[[ RECORDED INFORMATION, beginning ]]

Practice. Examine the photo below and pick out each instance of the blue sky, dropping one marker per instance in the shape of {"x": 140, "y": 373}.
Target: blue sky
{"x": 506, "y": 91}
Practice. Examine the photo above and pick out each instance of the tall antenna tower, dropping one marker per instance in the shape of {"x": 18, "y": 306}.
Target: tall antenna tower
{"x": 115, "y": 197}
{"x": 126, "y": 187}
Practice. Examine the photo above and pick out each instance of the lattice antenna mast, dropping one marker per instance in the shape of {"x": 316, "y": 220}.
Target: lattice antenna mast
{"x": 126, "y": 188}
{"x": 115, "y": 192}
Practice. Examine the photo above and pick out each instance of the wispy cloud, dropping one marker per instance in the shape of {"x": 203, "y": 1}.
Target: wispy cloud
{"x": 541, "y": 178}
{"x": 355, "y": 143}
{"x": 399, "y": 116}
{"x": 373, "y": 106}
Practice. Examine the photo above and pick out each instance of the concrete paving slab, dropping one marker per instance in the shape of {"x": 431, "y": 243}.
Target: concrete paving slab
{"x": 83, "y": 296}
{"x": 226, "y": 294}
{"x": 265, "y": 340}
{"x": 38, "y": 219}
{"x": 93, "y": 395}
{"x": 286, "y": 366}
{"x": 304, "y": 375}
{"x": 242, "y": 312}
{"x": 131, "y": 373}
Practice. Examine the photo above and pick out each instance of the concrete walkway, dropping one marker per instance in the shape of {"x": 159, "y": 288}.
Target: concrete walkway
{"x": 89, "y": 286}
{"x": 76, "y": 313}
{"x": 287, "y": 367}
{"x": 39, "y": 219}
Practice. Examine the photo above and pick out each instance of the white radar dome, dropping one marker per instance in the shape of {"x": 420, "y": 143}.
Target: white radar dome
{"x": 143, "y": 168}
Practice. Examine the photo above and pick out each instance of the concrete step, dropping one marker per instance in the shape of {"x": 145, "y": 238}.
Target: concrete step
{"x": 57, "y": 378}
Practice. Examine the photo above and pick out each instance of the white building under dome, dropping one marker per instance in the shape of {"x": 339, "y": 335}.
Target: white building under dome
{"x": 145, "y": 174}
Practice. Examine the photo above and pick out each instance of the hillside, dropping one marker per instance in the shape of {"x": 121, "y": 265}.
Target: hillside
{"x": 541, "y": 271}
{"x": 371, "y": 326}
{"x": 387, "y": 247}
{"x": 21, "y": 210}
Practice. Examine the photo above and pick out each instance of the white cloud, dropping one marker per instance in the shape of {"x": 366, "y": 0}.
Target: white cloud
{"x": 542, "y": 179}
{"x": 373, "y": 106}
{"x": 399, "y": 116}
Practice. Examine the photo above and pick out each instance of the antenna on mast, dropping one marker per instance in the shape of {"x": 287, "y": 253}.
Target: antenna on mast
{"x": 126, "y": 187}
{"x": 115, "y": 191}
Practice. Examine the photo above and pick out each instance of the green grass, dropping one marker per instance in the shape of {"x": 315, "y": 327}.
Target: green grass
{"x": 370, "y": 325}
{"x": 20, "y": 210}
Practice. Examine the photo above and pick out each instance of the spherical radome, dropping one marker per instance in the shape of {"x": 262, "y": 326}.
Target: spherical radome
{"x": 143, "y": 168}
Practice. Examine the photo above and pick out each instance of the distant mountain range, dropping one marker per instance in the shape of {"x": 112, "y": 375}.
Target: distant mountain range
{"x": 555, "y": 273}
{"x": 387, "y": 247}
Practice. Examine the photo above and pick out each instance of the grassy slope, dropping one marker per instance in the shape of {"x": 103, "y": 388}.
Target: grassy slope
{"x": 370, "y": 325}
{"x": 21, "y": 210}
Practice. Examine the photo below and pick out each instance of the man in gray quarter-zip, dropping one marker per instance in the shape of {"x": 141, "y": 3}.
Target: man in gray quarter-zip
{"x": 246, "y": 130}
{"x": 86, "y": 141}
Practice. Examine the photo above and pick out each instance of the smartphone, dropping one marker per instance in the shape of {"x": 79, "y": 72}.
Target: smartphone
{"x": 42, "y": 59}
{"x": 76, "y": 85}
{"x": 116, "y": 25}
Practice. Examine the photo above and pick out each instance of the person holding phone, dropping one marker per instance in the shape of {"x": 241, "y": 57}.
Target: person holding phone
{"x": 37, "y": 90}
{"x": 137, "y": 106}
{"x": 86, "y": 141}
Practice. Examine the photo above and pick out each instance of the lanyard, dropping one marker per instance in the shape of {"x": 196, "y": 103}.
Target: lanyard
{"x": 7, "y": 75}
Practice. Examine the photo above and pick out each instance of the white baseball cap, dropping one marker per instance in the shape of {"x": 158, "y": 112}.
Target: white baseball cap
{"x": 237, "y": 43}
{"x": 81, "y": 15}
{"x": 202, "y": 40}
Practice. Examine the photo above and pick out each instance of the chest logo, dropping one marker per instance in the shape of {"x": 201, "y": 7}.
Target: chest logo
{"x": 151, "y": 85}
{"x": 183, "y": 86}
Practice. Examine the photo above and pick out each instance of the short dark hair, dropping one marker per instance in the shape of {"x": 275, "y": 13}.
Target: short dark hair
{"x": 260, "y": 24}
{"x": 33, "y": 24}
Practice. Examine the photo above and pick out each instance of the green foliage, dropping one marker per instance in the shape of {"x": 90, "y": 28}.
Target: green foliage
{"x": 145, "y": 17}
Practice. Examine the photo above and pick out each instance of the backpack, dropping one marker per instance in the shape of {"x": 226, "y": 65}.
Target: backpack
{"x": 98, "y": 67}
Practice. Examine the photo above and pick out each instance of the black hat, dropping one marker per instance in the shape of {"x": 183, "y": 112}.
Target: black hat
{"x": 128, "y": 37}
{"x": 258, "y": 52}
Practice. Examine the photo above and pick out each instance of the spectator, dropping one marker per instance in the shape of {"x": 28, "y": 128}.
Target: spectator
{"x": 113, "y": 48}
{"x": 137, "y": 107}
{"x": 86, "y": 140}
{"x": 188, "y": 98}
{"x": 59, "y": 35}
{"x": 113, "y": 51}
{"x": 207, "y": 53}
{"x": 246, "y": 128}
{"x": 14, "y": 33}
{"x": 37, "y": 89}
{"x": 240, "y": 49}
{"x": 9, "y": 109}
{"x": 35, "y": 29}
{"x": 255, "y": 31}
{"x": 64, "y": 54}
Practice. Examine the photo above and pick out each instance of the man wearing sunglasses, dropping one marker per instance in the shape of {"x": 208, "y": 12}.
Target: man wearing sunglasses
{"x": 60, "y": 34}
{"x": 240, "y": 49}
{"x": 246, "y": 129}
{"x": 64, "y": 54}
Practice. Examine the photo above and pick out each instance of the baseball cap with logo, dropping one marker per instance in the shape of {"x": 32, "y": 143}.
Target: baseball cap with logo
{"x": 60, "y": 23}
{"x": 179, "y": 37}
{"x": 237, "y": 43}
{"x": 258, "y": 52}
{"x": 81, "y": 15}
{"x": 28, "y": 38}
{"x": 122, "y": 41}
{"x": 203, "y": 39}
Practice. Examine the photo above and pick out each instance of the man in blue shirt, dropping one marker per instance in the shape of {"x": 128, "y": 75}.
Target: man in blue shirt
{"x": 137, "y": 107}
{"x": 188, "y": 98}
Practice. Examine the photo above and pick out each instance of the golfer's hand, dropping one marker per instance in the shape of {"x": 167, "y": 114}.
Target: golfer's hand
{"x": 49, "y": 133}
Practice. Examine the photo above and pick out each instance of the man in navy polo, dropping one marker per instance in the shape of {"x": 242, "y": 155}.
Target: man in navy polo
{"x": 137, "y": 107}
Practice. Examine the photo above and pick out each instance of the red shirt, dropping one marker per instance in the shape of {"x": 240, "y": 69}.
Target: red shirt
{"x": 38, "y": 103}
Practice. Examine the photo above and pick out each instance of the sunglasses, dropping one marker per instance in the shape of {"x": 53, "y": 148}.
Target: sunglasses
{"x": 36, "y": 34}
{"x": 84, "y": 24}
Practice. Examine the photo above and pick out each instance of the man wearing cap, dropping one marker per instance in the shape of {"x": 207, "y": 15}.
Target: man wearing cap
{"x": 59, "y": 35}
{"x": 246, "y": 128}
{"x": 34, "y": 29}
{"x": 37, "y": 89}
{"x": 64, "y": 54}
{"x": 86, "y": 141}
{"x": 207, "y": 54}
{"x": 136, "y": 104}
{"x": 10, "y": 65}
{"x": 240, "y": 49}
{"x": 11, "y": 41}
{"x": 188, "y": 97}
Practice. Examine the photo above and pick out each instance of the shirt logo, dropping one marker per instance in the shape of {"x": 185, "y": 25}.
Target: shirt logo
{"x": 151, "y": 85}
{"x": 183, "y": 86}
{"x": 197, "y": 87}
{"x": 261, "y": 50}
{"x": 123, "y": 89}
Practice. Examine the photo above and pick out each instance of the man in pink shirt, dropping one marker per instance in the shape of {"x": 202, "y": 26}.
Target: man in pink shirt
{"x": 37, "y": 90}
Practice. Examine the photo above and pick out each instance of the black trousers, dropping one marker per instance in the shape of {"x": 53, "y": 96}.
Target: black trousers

[[ RECORDED INFORMATION, end ]]

_YOUR INSTRUCTIONS:_
Taking the line with "Target: green grass" as the first and the line with "of the person" as the last, retype that stretch of the data above exactly, with no other lines.

_RESPONSE:_
Target: green grass
{"x": 370, "y": 325}
{"x": 20, "y": 210}
Practice. Examine the photo above and pick out each instance of the spherical radome, dropping one marker per instance in the shape of {"x": 262, "y": 326}.
Target: spherical radome
{"x": 143, "y": 168}
Practice. Examine the photo above and pick out each instance of the distant mountain range, dropping one marker per instance in the shape of {"x": 112, "y": 375}.
Target: distant mountain range
{"x": 555, "y": 273}
{"x": 387, "y": 247}
Practice. Examine the photo above and pick out each instance of the grassy slope, dropping one marker per instance in the shape of {"x": 103, "y": 388}.
Target: grassy slope
{"x": 370, "y": 325}
{"x": 21, "y": 210}
Practice. Examine the photo below and pick out each instance of the man in gray quarter-zip, dropping one marker per instance in the shape of {"x": 141, "y": 3}.
Target: man in gray quarter-zip
{"x": 246, "y": 130}
{"x": 86, "y": 141}
Practice. Examine the photo above and pick out each instance of the smartphone, dropping one marker per instance in the shape of {"x": 79, "y": 72}.
Target: smartphone
{"x": 42, "y": 59}
{"x": 76, "y": 85}
{"x": 116, "y": 25}
Practice. Examine the photo above and pick out each instance of the person holding phone, dropping one marker per instance in the shape of {"x": 241, "y": 57}.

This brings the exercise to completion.